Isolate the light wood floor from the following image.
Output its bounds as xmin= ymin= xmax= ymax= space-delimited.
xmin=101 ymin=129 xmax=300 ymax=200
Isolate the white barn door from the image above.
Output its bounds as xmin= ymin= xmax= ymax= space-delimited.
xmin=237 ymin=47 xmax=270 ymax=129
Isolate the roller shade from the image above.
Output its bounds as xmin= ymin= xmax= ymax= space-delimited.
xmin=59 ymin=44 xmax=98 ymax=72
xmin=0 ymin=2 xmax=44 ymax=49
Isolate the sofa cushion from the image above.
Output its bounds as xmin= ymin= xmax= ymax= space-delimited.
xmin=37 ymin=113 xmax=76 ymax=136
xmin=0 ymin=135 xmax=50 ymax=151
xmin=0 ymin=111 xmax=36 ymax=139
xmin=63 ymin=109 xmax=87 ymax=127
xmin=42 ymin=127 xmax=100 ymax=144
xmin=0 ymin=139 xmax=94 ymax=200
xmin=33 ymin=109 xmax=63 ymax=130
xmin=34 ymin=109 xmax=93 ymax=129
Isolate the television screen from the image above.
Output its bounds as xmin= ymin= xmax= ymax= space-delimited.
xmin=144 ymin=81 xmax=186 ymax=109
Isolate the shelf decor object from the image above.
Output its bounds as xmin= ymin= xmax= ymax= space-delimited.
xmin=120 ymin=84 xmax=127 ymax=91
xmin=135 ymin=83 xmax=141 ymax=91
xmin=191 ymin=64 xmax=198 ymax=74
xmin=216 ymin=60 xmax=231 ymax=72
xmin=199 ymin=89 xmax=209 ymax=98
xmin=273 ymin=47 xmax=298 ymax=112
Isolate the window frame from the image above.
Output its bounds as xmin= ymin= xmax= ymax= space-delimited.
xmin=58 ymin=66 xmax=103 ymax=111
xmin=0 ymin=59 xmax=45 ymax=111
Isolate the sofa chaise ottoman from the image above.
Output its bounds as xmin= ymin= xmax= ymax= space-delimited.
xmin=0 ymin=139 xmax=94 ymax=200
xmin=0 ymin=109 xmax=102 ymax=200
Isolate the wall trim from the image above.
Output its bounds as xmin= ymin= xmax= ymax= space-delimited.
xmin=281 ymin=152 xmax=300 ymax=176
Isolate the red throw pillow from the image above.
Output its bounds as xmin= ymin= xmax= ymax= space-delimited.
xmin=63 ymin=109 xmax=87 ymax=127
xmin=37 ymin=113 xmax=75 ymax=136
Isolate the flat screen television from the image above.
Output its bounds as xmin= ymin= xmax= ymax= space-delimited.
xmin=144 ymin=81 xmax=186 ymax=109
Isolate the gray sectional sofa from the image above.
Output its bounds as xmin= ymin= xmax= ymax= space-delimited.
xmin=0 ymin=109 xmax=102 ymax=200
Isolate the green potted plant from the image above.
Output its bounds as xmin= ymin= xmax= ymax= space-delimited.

═══

* **Task statement**:
Whenever "above" occurs in a line of the entries, copy that line.

* **Solution to this exercise**:
Isolate the white barn door from the image above.
Isolate the roller shade from the image above.
Isolate the sofa cushion from the image above.
Isolate the television screen from the image above.
Isolate the shelf decor object from the image above.
Isolate the window frame from the image above.
Isolate the sofa chaise ottoman from the image above.
Isolate the wall trim from the image above.
Isolate the red throw pillow from the image above.
Isolate the flat screen television from the image above.
Isolate the gray sectional sofa from the image above.
Isolate the green potted plant from the image above.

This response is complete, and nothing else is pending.